## Collected data entries
Content starts

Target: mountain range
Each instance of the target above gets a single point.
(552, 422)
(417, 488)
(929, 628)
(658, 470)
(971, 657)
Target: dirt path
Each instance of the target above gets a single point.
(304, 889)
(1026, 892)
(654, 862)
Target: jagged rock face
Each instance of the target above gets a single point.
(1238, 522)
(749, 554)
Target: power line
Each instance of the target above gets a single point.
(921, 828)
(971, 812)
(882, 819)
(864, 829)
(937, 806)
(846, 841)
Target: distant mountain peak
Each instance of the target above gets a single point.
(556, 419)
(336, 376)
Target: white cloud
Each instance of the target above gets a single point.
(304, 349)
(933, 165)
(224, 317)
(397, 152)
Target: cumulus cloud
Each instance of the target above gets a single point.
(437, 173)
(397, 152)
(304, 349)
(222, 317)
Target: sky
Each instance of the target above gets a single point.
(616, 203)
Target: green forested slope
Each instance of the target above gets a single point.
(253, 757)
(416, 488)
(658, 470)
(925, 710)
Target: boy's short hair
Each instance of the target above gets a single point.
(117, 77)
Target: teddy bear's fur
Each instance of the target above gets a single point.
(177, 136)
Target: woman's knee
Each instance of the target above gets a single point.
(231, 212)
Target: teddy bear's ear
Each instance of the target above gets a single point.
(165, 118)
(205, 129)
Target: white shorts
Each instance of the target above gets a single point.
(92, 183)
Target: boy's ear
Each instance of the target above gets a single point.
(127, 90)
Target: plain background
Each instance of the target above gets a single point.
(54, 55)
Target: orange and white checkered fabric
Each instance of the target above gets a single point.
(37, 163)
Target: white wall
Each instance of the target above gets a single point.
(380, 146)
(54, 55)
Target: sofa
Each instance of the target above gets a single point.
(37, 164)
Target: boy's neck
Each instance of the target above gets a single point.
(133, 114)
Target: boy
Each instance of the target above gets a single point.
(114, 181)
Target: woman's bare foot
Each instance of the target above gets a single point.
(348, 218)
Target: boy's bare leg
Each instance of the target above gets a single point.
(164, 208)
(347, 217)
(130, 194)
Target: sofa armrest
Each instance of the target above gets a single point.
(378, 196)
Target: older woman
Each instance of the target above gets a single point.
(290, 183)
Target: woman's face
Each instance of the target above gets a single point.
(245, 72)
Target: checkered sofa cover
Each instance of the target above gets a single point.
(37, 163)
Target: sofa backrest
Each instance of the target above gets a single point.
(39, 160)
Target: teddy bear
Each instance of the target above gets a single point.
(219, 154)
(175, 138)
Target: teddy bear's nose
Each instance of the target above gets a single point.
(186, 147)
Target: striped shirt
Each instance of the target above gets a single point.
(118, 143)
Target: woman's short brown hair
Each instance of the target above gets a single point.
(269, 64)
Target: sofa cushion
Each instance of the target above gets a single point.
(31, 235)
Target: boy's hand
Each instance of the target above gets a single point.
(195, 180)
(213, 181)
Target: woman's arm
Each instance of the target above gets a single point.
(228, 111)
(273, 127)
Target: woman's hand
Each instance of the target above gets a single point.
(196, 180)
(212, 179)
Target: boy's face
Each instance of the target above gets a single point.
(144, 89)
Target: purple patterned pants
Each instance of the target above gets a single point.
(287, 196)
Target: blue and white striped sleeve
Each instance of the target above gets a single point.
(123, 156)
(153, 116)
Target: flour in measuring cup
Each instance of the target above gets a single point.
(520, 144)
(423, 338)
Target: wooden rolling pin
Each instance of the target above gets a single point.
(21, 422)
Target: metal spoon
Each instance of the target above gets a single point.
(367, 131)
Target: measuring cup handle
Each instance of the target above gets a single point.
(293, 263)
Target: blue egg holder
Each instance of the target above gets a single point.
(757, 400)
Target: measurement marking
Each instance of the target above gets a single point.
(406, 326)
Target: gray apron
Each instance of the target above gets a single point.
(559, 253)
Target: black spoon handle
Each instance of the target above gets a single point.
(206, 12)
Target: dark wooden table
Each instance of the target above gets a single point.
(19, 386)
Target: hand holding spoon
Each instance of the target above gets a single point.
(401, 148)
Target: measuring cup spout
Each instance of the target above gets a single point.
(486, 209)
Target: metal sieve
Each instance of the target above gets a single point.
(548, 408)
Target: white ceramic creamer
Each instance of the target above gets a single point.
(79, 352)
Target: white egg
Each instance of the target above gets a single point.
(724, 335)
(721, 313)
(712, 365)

Content ends

## TASK STATEMENT
Please print the records above exactly from their first line. End with the line containing "Target: teddy bear's fur", and include it.

## ANSWER TO THIS PROBLEM
Target: mountain range
Each instance of the target above gets a single point.
(552, 422)
(417, 488)
(929, 628)
(658, 470)
(971, 657)
Target: dirt path
Each instance of the target above gets a single point.
(304, 889)
(1026, 892)
(654, 862)
Target: jagged rock face
Each instance of the target above gets a single point.
(1238, 522)
(749, 554)
Target: power line
Each instance of the target above gets a single point.
(921, 828)
(971, 812)
(882, 819)
(864, 829)
(937, 806)
(846, 841)
Target: distant mountain peak
Each instance of the target above gets a single point.
(556, 419)
(336, 376)
Target: white cloud
Each instance of the target above gets a single point.
(304, 349)
(933, 165)
(224, 317)
(397, 152)
Target: cumulus cloud
Each instance of the target above gets a single point.
(437, 173)
(397, 152)
(304, 349)
(222, 317)
Target: sky
Each instance of the target above gets a single point.
(616, 203)
Target: green forested slope
Each instance of the target above gets a single point.
(253, 757)
(416, 488)
(658, 470)
(925, 710)
Target: boy's short hair
Each instance of the target above gets a single point.
(117, 77)
Target: teddy bear's fur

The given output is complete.